TESTO -
------------------------

I racconti del lunedì

Tapascio Bombatus - undicesima puntata

di Ezio Gamberini
Credo di essere alto due metri, due metri e cinque. Almeno così mi pare. O forse cammino a una spanna da terra...
 
La stima che ho di me stesso è aumentata in termini smisurati e chi è a conoscenza dell’impresa che ho portato a termine a New York, concludendo la mia prima maratona, si complimenta sinceramente e con enorme entusiasmo.
Pago lo sforzo a duro prezzo, però.
Ho già accennato alle urla che seguivano la discesa di ogni scalino a causa dell’atroce dolore ai polpacci e soprattutto ai quadricipiti, nei giorni seguenti la gara. Un’altra fastidiosa conseguenza è rappresentata dai denti che mi dolgono per una settimana a causa dell’ipersensibilità al caldo e al freddo. Chissà quanti minerali ho perso.

------------------------

ESTRATTO DEI DATI -

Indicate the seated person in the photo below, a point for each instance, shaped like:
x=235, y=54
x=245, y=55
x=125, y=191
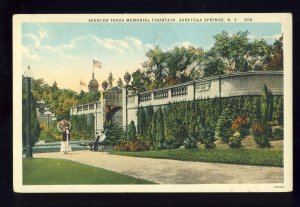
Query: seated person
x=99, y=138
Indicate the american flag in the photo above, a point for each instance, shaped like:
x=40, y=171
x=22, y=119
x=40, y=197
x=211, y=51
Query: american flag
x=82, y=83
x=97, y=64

------------------------

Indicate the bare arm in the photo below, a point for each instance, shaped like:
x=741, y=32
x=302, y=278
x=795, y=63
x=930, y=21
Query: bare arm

------------------------

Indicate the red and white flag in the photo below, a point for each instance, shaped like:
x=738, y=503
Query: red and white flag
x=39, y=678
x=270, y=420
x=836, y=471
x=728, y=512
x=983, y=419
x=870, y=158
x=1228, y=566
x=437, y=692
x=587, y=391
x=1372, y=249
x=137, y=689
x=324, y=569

------------------------

OBIETTIVO DEL COMPITO -
Rispondi alle domande sul racconto e numera le risposte nello stesso modo.
1. Quanto crede di essere alto chi racconta?
2. In quale città si è conclusa la prima maratona di chi racconta?
3. Per quanto tempo dolgono i denti dopo la gara?

RISULTATO DEL COMPITO -
1. Due metri, due metri e cinque.
2. A New York.
3. Per una settimana.